Objective: Report each line of the material below that contains the string "fish", copying every such line in full.

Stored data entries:
+ + + + + + +

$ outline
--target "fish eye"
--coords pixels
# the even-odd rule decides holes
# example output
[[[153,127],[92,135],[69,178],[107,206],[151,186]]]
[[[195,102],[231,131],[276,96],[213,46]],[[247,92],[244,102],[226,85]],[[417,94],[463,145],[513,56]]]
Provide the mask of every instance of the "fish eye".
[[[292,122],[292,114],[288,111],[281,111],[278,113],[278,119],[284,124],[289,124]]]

+ + + + + + +

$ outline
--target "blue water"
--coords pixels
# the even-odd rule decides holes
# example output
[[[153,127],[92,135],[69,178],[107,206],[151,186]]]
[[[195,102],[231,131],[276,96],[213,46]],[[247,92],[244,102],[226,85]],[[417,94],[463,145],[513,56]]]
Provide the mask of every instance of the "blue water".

+ + + + + + +

Answer to the exercise:
--target "fish eye"
Provide the mask of every instance of the "fish eye".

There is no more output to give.